**SOURCE DATA:**
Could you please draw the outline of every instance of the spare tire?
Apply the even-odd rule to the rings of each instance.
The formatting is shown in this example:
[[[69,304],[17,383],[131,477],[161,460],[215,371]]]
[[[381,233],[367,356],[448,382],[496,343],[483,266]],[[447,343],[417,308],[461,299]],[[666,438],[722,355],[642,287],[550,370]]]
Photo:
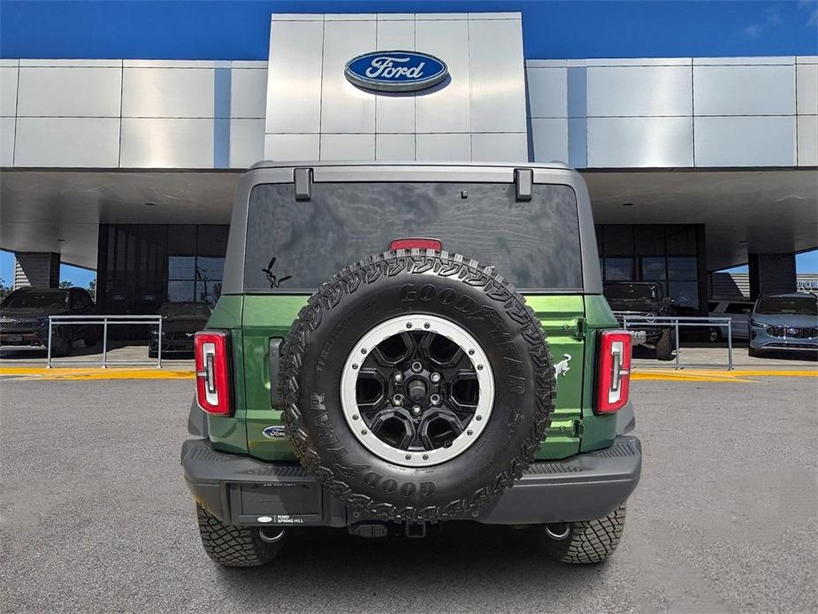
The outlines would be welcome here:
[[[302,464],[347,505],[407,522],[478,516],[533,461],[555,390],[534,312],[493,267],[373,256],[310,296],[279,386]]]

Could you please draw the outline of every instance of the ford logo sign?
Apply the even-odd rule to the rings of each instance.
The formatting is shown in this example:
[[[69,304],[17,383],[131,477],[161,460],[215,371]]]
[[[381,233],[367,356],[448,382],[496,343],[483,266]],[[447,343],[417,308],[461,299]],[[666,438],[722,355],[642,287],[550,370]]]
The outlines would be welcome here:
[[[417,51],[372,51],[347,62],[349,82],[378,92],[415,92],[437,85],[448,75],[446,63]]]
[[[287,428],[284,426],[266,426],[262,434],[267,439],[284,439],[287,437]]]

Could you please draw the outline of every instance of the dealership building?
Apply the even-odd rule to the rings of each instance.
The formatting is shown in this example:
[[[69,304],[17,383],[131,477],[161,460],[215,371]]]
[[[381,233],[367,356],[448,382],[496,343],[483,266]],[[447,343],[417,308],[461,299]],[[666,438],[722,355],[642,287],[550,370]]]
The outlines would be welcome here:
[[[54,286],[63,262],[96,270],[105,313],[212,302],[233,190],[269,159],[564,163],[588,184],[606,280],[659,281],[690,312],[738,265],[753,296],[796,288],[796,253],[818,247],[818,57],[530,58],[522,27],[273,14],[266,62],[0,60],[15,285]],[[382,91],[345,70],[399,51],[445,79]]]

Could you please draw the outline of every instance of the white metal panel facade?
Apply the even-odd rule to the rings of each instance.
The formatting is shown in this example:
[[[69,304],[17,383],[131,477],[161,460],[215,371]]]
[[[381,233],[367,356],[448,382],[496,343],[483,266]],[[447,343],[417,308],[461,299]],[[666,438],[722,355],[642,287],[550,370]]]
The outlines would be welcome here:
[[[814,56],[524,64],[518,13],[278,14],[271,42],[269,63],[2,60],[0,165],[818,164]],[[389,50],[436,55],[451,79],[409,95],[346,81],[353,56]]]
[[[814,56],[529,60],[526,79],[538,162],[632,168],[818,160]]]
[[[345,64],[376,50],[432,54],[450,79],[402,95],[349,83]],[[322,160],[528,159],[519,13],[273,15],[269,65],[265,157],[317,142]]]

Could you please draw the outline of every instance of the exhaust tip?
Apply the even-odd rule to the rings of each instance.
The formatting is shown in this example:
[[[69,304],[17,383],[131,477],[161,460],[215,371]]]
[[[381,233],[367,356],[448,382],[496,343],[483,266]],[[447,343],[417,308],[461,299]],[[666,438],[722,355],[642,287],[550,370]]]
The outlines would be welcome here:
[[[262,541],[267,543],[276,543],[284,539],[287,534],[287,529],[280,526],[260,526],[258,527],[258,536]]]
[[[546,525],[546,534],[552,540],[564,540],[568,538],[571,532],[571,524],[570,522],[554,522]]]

==

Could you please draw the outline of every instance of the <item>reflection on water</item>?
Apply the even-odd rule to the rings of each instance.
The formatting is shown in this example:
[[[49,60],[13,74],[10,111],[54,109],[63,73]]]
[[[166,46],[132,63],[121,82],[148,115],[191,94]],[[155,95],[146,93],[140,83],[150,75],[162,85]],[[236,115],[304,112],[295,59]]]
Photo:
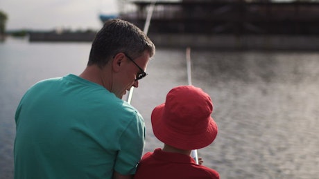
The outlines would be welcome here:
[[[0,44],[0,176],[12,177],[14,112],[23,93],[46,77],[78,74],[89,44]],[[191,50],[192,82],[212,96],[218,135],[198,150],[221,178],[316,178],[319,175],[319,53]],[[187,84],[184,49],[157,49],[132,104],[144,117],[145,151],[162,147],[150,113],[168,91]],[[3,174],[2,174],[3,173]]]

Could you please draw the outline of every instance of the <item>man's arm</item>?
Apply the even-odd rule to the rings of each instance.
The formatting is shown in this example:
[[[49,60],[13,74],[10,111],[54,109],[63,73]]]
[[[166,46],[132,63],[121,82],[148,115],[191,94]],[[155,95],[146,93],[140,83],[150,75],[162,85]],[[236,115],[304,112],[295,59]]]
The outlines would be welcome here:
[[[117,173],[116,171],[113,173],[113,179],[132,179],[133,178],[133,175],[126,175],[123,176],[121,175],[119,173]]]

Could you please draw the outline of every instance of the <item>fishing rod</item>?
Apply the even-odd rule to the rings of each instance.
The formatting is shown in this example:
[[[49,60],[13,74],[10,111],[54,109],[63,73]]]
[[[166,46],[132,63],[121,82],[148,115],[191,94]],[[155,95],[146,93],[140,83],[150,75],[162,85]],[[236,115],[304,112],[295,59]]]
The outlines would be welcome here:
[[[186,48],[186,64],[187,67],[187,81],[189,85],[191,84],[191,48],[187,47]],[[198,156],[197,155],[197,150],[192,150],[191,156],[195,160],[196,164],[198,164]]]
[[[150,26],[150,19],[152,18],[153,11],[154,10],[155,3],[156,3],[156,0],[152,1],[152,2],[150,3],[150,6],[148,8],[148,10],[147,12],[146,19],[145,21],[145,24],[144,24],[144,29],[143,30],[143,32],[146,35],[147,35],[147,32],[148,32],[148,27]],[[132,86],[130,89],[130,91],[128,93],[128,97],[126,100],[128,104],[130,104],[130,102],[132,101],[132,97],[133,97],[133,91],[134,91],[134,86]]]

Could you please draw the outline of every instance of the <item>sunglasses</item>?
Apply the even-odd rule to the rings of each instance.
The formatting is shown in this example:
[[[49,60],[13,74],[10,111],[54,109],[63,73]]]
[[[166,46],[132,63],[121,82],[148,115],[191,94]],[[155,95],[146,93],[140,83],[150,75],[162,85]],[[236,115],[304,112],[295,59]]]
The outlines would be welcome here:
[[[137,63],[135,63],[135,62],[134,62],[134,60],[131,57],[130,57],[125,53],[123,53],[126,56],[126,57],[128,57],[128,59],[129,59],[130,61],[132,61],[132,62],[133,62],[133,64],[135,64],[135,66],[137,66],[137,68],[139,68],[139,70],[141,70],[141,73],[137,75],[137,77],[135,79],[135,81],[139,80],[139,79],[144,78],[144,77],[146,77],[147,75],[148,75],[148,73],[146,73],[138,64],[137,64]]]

**EXERCISE DETAILS:** Pull out all lines above that contain the string "every" and copy each one in full. Case counts.

**WRITTEN SOLUTION:**
Could you please draw the outline of every instance of the spare tire?
Could you please draw the outline of every instance of the ford logo sign?
Could you please draw the outline of every instance of the dealership building?
Could you please draw the outline of every instance of the white metal panel facade?
Could you please draw the outline of every instance of the exhaust tip?
Could you please draw the outline of every instance of the <item>reflection on water</item>?
Could you please draw the outline of every instance of the <item>man's arm</item>?
Could you please draw the outline of every instance of the <item>fishing rod</item>?
Could you please draw the outline of every instance of the <item>sunglasses</item>?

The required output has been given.